* PROBLEM DESCRIPTION
The string "drill" may appear in lines of the entries below. Report how many lines hold it, with only the number.

* DATASET EXCERPTS
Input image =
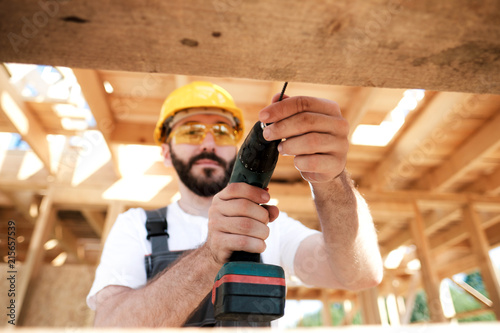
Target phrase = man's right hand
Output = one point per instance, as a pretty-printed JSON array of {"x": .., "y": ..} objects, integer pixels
[{"x": 238, "y": 222}]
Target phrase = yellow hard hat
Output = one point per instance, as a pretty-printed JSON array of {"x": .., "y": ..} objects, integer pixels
[{"x": 197, "y": 94}]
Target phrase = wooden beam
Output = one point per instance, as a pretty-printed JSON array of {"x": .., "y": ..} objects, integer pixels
[
  {"x": 325, "y": 310},
  {"x": 358, "y": 107},
  {"x": 417, "y": 142},
  {"x": 370, "y": 48},
  {"x": 473, "y": 292},
  {"x": 95, "y": 95},
  {"x": 67, "y": 240},
  {"x": 410, "y": 298},
  {"x": 24, "y": 121},
  {"x": 472, "y": 313},
  {"x": 481, "y": 249},
  {"x": 95, "y": 219},
  {"x": 133, "y": 133},
  {"x": 469, "y": 154},
  {"x": 429, "y": 276},
  {"x": 34, "y": 258},
  {"x": 489, "y": 184}
]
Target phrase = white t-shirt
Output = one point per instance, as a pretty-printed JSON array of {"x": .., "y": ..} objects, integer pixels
[{"x": 122, "y": 260}]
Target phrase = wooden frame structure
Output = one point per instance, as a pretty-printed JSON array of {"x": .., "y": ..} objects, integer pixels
[{"x": 435, "y": 185}]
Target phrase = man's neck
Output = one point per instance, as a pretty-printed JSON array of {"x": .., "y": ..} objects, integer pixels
[{"x": 192, "y": 203}]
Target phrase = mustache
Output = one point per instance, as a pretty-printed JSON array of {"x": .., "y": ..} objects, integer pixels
[{"x": 206, "y": 155}]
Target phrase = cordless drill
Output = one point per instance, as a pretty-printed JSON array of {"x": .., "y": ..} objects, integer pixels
[{"x": 246, "y": 290}]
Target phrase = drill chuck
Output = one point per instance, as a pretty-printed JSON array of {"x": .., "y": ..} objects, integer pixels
[{"x": 256, "y": 159}]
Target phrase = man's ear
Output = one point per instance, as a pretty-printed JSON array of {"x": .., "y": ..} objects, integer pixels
[{"x": 165, "y": 152}]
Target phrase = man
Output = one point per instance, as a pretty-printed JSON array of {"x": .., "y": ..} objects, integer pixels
[{"x": 198, "y": 130}]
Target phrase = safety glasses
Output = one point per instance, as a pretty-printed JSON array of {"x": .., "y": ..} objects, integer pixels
[{"x": 194, "y": 133}]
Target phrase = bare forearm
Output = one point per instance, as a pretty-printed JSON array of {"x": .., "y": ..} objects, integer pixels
[
  {"x": 349, "y": 234},
  {"x": 167, "y": 301}
]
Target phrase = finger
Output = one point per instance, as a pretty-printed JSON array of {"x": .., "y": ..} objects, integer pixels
[
  {"x": 312, "y": 143},
  {"x": 245, "y": 226},
  {"x": 244, "y": 190},
  {"x": 273, "y": 212},
  {"x": 247, "y": 244},
  {"x": 320, "y": 163},
  {"x": 276, "y": 97},
  {"x": 293, "y": 105},
  {"x": 244, "y": 208},
  {"x": 306, "y": 122}
]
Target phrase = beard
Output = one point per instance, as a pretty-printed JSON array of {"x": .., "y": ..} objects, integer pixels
[{"x": 206, "y": 185}]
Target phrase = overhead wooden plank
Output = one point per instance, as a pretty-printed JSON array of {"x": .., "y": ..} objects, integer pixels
[
  {"x": 429, "y": 275},
  {"x": 24, "y": 121},
  {"x": 34, "y": 257},
  {"x": 481, "y": 249},
  {"x": 369, "y": 43},
  {"x": 485, "y": 141}
]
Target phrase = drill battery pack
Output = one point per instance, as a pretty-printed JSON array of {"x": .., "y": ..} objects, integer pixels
[{"x": 249, "y": 291}]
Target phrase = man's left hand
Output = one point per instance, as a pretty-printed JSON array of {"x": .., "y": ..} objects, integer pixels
[{"x": 315, "y": 132}]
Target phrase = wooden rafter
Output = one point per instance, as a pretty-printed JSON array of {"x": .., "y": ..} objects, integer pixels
[
  {"x": 95, "y": 95},
  {"x": 486, "y": 140},
  {"x": 24, "y": 121},
  {"x": 398, "y": 166},
  {"x": 481, "y": 250}
]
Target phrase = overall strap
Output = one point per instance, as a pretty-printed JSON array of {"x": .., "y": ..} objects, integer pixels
[{"x": 156, "y": 225}]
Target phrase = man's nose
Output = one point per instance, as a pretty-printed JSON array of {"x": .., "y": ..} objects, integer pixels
[{"x": 208, "y": 142}]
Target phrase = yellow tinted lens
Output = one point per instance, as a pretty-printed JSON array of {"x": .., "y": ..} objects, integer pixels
[
  {"x": 194, "y": 133},
  {"x": 190, "y": 133},
  {"x": 224, "y": 134}
]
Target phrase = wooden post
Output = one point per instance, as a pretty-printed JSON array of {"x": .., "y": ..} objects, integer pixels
[
  {"x": 481, "y": 249},
  {"x": 36, "y": 252},
  {"x": 325, "y": 311},
  {"x": 410, "y": 298},
  {"x": 382, "y": 311},
  {"x": 429, "y": 275},
  {"x": 115, "y": 208},
  {"x": 369, "y": 306},
  {"x": 392, "y": 310}
]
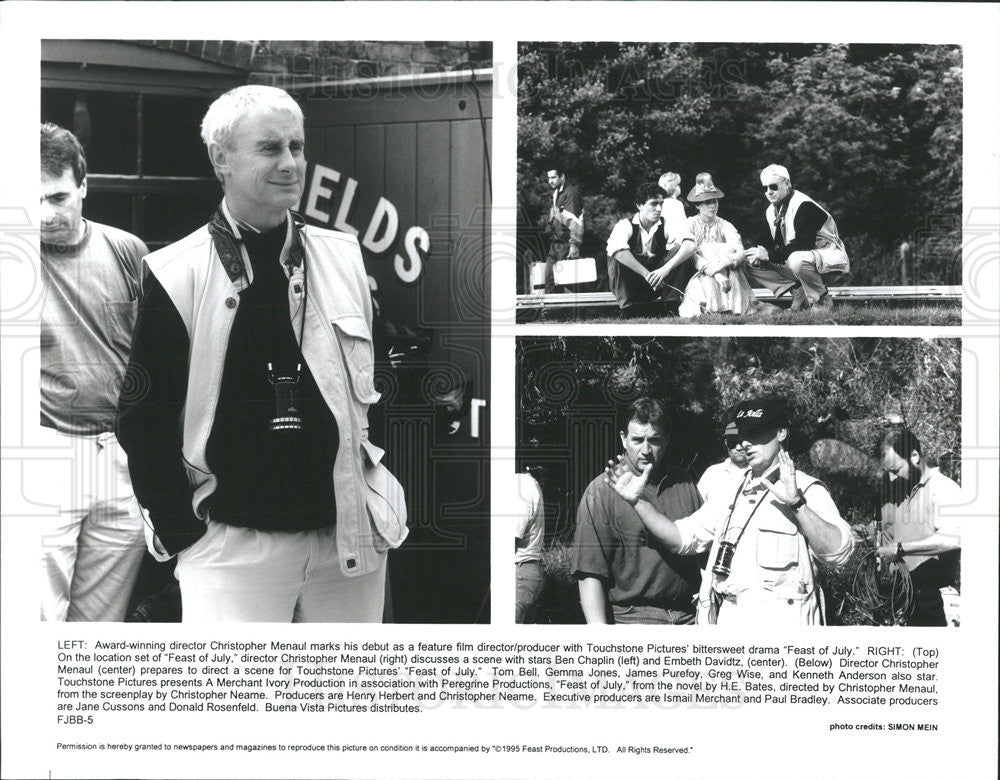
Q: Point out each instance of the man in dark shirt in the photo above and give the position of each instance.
(615, 560)
(801, 249)
(248, 446)
(564, 226)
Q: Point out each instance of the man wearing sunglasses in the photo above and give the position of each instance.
(766, 541)
(804, 252)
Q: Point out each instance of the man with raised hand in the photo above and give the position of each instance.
(249, 449)
(616, 562)
(766, 543)
(646, 262)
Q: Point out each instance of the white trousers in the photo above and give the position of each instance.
(235, 574)
(92, 546)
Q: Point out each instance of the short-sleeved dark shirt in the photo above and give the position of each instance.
(612, 544)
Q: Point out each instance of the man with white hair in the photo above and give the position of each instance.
(254, 367)
(804, 251)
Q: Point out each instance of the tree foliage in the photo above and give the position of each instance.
(873, 132)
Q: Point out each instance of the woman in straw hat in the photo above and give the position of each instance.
(720, 284)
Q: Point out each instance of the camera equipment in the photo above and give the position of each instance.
(724, 559)
(286, 399)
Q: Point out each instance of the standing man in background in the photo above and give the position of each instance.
(565, 224)
(91, 548)
(722, 480)
(917, 526)
(616, 561)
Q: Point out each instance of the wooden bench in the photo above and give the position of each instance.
(599, 300)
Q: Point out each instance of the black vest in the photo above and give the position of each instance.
(657, 247)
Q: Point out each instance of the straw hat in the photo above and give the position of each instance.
(704, 189)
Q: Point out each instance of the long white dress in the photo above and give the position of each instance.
(715, 238)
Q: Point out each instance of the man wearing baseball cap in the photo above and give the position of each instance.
(765, 544)
(803, 251)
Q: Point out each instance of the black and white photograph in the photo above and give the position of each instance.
(744, 482)
(319, 301)
(739, 183)
(303, 444)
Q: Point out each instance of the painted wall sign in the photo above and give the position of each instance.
(381, 233)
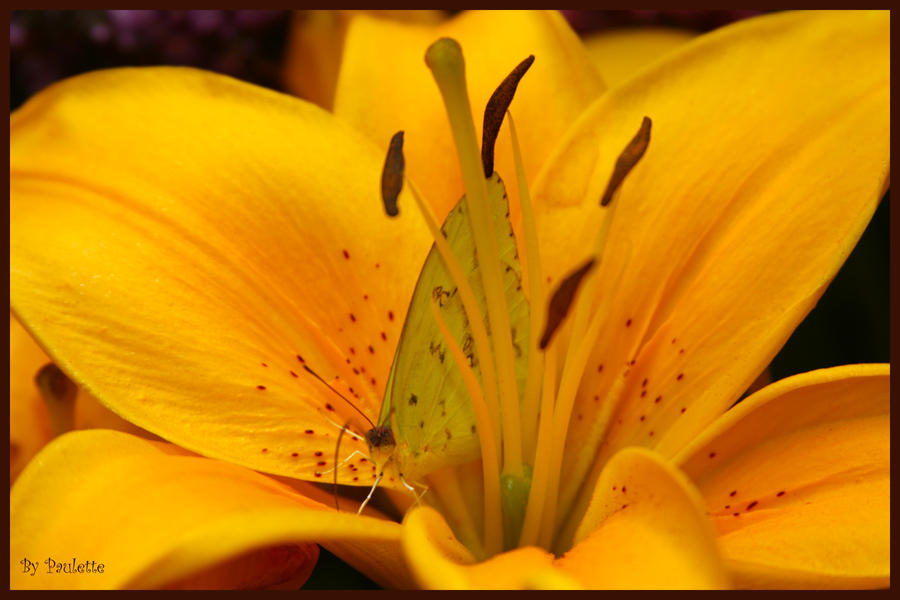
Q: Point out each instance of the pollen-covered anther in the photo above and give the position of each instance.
(495, 110)
(627, 160)
(561, 301)
(392, 175)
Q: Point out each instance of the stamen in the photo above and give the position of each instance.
(445, 60)
(493, 532)
(537, 497)
(627, 160)
(561, 301)
(337, 449)
(392, 175)
(494, 111)
(532, 256)
(59, 393)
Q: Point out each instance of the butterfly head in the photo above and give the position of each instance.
(381, 443)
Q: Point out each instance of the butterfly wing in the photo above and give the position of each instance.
(432, 415)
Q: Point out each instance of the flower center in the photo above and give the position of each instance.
(522, 429)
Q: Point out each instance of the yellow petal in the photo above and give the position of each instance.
(646, 528)
(29, 424)
(155, 515)
(384, 87)
(316, 43)
(768, 154)
(797, 477)
(439, 561)
(180, 240)
(620, 54)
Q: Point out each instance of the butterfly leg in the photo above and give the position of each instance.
(371, 491)
(412, 489)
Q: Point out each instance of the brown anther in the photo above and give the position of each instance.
(495, 110)
(627, 160)
(561, 301)
(392, 175)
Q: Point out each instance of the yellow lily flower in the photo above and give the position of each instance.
(35, 418)
(226, 237)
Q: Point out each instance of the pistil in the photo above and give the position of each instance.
(445, 60)
(532, 258)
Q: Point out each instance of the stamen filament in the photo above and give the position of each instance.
(493, 522)
(531, 528)
(470, 304)
(445, 60)
(532, 258)
(448, 499)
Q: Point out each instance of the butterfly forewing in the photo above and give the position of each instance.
(432, 415)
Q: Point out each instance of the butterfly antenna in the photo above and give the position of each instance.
(337, 449)
(356, 408)
(371, 491)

* RESPONSE TO THE TASK
3